[Dataset rows on where objects appear]
------------------------------------------------------------
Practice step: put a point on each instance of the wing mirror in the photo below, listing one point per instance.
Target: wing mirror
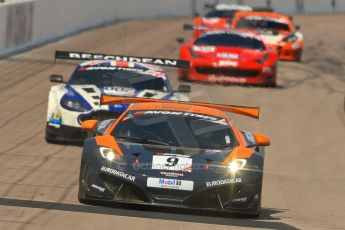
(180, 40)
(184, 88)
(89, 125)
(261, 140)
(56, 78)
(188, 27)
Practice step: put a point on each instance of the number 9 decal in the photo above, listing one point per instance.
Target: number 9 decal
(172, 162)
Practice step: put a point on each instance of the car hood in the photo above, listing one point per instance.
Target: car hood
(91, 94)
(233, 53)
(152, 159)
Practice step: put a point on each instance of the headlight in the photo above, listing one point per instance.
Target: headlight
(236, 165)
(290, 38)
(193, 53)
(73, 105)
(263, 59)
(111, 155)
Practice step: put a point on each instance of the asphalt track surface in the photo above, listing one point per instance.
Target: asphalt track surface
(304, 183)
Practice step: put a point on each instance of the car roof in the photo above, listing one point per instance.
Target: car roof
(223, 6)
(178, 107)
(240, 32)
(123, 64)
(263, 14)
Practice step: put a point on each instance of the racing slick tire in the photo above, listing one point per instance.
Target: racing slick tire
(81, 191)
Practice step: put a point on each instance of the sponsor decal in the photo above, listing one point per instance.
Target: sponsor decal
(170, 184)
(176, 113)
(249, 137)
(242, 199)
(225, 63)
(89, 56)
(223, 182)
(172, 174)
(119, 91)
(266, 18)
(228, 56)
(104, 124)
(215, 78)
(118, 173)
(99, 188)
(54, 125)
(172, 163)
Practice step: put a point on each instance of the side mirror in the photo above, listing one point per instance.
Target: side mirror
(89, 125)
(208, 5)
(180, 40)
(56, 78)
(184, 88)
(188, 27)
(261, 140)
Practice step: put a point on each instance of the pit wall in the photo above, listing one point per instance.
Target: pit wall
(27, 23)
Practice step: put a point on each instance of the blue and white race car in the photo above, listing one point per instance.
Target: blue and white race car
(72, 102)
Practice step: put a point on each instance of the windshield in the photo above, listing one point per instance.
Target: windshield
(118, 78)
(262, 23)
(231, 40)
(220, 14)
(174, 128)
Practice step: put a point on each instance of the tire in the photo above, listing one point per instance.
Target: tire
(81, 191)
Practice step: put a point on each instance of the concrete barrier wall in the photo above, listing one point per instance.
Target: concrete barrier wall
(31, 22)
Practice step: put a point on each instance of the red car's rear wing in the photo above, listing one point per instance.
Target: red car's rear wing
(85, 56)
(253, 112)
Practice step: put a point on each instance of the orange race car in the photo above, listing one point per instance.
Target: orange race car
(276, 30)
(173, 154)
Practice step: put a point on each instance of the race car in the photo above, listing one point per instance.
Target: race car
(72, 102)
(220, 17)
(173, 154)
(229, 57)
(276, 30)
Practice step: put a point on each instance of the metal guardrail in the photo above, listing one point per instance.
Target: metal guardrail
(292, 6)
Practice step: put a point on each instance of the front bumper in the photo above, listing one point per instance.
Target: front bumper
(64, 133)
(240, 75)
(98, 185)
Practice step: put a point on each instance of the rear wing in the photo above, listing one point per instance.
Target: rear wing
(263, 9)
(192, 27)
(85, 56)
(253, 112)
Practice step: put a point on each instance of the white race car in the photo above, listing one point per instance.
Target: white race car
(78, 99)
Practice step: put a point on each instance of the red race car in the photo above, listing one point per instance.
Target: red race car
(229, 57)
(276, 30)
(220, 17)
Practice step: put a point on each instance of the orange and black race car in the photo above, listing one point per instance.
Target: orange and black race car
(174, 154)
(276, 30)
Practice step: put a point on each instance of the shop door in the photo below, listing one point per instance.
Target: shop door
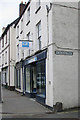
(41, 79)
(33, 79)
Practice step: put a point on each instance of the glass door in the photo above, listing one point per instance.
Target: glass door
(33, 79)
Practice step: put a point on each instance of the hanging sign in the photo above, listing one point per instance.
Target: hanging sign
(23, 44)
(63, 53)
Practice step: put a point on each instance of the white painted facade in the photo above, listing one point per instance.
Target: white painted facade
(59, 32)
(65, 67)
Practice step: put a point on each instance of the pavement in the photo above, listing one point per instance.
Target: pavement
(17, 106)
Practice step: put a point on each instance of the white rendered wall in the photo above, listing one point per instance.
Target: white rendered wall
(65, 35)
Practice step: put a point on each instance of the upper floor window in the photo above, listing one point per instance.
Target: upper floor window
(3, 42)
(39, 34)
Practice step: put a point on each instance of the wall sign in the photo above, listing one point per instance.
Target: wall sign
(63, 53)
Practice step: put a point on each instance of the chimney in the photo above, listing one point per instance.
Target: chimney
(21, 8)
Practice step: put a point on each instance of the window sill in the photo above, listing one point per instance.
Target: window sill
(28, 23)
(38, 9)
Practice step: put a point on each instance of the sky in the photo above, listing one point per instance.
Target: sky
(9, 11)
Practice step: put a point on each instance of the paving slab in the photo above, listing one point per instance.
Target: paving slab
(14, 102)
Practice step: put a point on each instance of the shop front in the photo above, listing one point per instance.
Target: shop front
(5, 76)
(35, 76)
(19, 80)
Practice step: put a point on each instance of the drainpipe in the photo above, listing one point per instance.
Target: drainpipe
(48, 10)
------------------------------------------------------------
* THE PROBLEM: Leave out every picture and copy the rest of the records exactly.

* EXERCISE ANSWER:
Practice step: put a point on each instance of the wing mirror in the photo below, listing one point per instance.
Target: wing mirror
(180, 40)
(184, 88)
(89, 125)
(261, 140)
(56, 78)
(188, 27)
Practice step: put a point on each instance of the number 9 decal in the photo above, listing one point per instance.
Target: number 9 decal
(172, 162)
Practice step: put a point on each instance of the car hood in the photo above, listing one point per instance.
Target: car hood
(91, 94)
(233, 53)
(152, 159)
Practice step: put a point on each instance of the headlight in the photo above, listing one point per instance.
Target: headlight
(236, 165)
(290, 38)
(193, 53)
(73, 105)
(263, 59)
(111, 155)
Practice step: put a point on each instance of the asphalt track surface in the photo above, listing one point per instance.
Target: asphalt track surface
(304, 183)
Practice step: put a point on each instance of the car roof in the photo above, listing one point per instance.
Target: car roof
(223, 6)
(178, 107)
(240, 32)
(123, 64)
(263, 14)
Practice step: put a point on each instance of the racing slick tire in the photo above, listing one point per instance.
Target: racing slick tire
(81, 191)
Practice step: put a point on each instance of the sponsor decal in the photo above, listing one point per instance.
Target: sponsor decal
(170, 184)
(176, 113)
(249, 137)
(242, 199)
(225, 63)
(89, 56)
(223, 182)
(172, 174)
(119, 91)
(266, 18)
(228, 56)
(104, 124)
(215, 78)
(118, 173)
(99, 188)
(54, 125)
(172, 163)
Practice step: put a point on each instance of the side mirror in the photo above, listing one point per instance.
Target: side mirror
(89, 125)
(208, 5)
(180, 40)
(56, 78)
(184, 88)
(188, 27)
(261, 140)
Practice step: put a point on each instance of the pit wall in the photo above, listing one point per instance.
Target: pit wall
(27, 23)
Practice step: put a point on each instance of the blue and white race car in the photo above, listing one point per instance.
Target: blue and white race car
(72, 102)
Practice step: put a point on each instance of the windshield in the photo above, listing one point per instance.
Target: windshield
(118, 78)
(262, 23)
(231, 40)
(220, 14)
(174, 128)
Practice step: put a point on each instance of the tire in the photo above, listing one point per instance.
Target: tire
(81, 191)
Practice step: put a point on each instance of the concrete barrier wall in the photo above, listing one point per instance.
Target: concrete barrier wall
(31, 22)
Practice step: put a point on each instance of the red car's rear wing in the photo above, listing one point per instance.
Target: red car's rear wing
(85, 56)
(253, 112)
Practice step: put a point on each instance of the orange race car in the photo above, listing one point per instance.
Target: orange race car
(276, 30)
(173, 154)
Practice step: put a point on each instance of the race car in the photo above, listing one point per instance.
Target: race car
(72, 102)
(220, 17)
(173, 154)
(229, 57)
(276, 30)
Practice step: put a point on each instance of the metal guardrail in the photo above, listing one point per instance.
Target: metal guardrail
(292, 6)
Practice step: put a point on each instance of the front bumper in the photo above, listing one point per instance.
Target: front bumper
(64, 133)
(240, 75)
(98, 185)
Practice step: put a point on each instance of the rear wing in the photo above, listing one point per instance.
Target: rear wing
(263, 9)
(192, 27)
(85, 56)
(253, 112)
Practice step: put a point on each instance of the white race car in the photo above, listing one point per instance.
Target: white race car
(78, 99)
Practice step: put a point on each instance of the red race car in the photo above, listing one point per instance.
Target: red race car
(229, 57)
(276, 30)
(220, 17)
Practice step: put a point on each instance of the orange and black race car in the photo above, listing one point per instance.
Target: orange and black race car
(174, 154)
(276, 30)
Practice step: put a point on each instance of the shop door in the photo below, listing one point per instance.
Target: shop door
(41, 79)
(33, 79)
Practice step: put a point on each instance of the glass door in the photo above, listing one point per instance.
Target: glass door
(33, 79)
Practice step: put a point on each instance of the hanging sign in the photo above, listing one point per instance.
Target: hanging sign
(23, 44)
(63, 53)
Practice step: put a point on each instance of the white painted facade in the photo above, listing one point per instance.
Target: white painted facade
(59, 32)
(65, 67)
Practice step: put a point on each instance of the pavement in the photo above, listing one point per instance.
Target: pavement
(17, 106)
Practice step: put a point on each instance of the white rendered wall in the photo above, listing one point per instance.
Target: white rendered wall
(65, 35)
Practice step: put a point on each instance of the upper floor window in the photo above, listing one point per instance.
Target: upper floor window
(3, 42)
(39, 34)
Practice step: put a point on each instance of the wall sign in the photo above, listing one point per instance.
Target: wall sign
(63, 53)
Practice step: put a point on each instance of the chimney in the photo above, listing one point per instance.
Target: chimney
(21, 8)
Practice step: put a point on each instance of the window sill in the photo above, listing one point per instance.
Target: window sill
(28, 23)
(38, 9)
Practice step: put a point on each instance of the sky in the photo above, listing one point per instance.
Target: sky
(9, 11)
Practice step: put a point on each instance of the paving slab in the photo above, listing one point per instance.
Target: paving slab
(14, 102)
Practice step: put a point on each instance of the shop front in the photo above, listing one point per instance.
Target: shop front
(5, 76)
(35, 76)
(19, 80)
Practice step: put a point on each instance of the drainpipe in the photo above, listing one point per instance.
Target: drainpipe
(48, 10)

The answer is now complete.